> _ASSIGNMENT_: Transcribe each of the entries exactly.

====================

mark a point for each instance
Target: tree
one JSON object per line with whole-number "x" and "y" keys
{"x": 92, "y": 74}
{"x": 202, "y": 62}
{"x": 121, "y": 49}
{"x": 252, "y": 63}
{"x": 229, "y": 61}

====================

> _ANSWER BOX_:
mark a point for each instance
Target: tree
one JSON object per line with whole-number "x" and "y" keys
{"x": 92, "y": 74}
{"x": 202, "y": 62}
{"x": 121, "y": 49}
{"x": 252, "y": 63}
{"x": 229, "y": 61}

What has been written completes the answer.